◆ O que fazer:
1) No texto sobre empresas que pedem trabalho criativo de graça, qual era o faturamento da empresa de vestuário que usou uma foto da equipe do 360 sem pedir?
2) Retome o texto sobre empresas que pedem trabalho criativo de graça a partir do ponto em que ele termina.

◆ Trecho selecionado:
+++

“Não cabe no nosso orçamento”. Me acostumei a ouvir essa frase e suas variantes desde que larguei minha carteira assinada, abri uma empresa e comecei a viver de blog. Quando envolve trabalho criativo, é comum que empresas peçam por trabalho de graça. Ou quase de graça.
Aconteceu na semana passada. Várias vezes. Só não cravo um número de propostas bizarras recebidas a cada semana porque nos acostumamos a ignorar os pedidos mais absurdos. É empresa querendo divulgação da marca no 360, mas só paga um cafezinho. É agência querendo fazer propaganda do cliente no blog, mas não tem dinheiro, o pagamento é uma necessaire. Que só será enviada depois que 70 leitores comprarem o produto dele, claro, afinal a, errh, parceria precisa ser justa para as duas partes.
É empresa pedindo para usar nossos textos de graça em outros sites. O pagamento? Visibilidade – nem preciso dizer que os sites dessas empresas raramente têm um número de leitores relevante. Já aconteceu de uma empresa famosa, do ramo do vestuário e com faturamento na casa dos 500 milhões de reais, usar uma foto tirada pela equipe do 360 em seu site. Sem pedir ou avisar. Ao descobrir isso, entrei em contato e informei nossa tabela de preços, exigindo pagamento pelo serviço que não tinha sido solicitado, mas que eles tinham usado mesmo assim. “Não cabe no nosso orçamento e, além disso, estamos dando visibilidade para seu trabalho”. Contra argumentei na mesma moeda: e se eu entrar numa loja de vocês, pegar uma camiseta sem pedir e, na hora que vocês reclamarem, eu disser que não tenho dinheiro e que estou dando visibilidade para o seu trabalho? Vai estar tudo bem? Nunca me responderam.
Se você tem um trabalho criativo, seja como blogueiro, fotógrafo, escritor, ilustrador, editor de vídeos ou qualquer outra função semelhante, é provável que já tenha lidado com propostas assim. E eis um segredo da frase favorita desse nicho: não é que o orçamento seja insuficiente para pagar um valor justo pelo trabalho, veja bem. Há dinheiro. Quem não cabe no orçamento é você. Sou eu.

+++

◆ Linhas de dados:
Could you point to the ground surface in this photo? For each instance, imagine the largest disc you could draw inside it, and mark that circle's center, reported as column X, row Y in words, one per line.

+++

◆ Respostas:
1) Na casa dos 500 milhões de reais.

2)
Criou-se a ideia de que produtores de conteúdo devem trabalhar de graça. E os argumentos a favor dessa tese são vários, mas o primeiro é quase sempre a tal da visibilidade. É preciso criar portfólio, fazer seu nome. Para, quem sabe um dia, ter o direito divino de ser pago em dinheiro pelo seu trabalho. Até lá, pratique a fotossíntese para viver e pague contas com necessaires. E fique feliz que procuraram você, não uma das milhões de opções disponíveis no mercado. Só não digo que disponíveis a preço de banana porque até a banana tem um preço.
Não vou julgar quem está no começo de carreira e acredita nessa ladainha. Eu já fui essa pessoa. Já escrevi para sites de grandes empresas de comunicação, na época em que tentávamos transformar o blog num negócio, em troca da tal da visibilidade. Spoiler? Nunca valeu a pena. Os nossos textos começaram a ser lidos quando passamos a concentrar esforços na nossa plataforma. Aos poucos, sem nada de milagroso, os leitores chegaram e aprenderam que o 360 é o lugar para ler o que escrevemos.
Hoje, cinco anos depois da fundação do blog, até escrevo ocasionalmente para outros veículos. Mas, das duas uma: ou eu sou pago em dinheiro ou escrevo de graça sim, mas por prazer, por acreditar numa causa ou projeto ou até mesmo por querer ajudar. Não há problema no trabalho gratuito, veja bem, desde que ele não seja uma forma de explorar uma das partes. Desde que não seja apenas mais uma maneira da empresa que recebe o trabalho ganhar dinheiro, mas não repassar para os colaboradores.
Outra questão importante envolve o chamado trabalho especulativo. Imagine que você precise contratar um ilustrador. Ao invés de estudar o portfólio e conversar com o profissional, você pede que ele (e outros profissionais) mandem opções do serviço que você quer. É sua forma de avaliar o melhor. Assim que elas chegam, você escolhe um, paga pelo uso do serviço, mas ignora o trabalho feito por todos os outros envolvidos.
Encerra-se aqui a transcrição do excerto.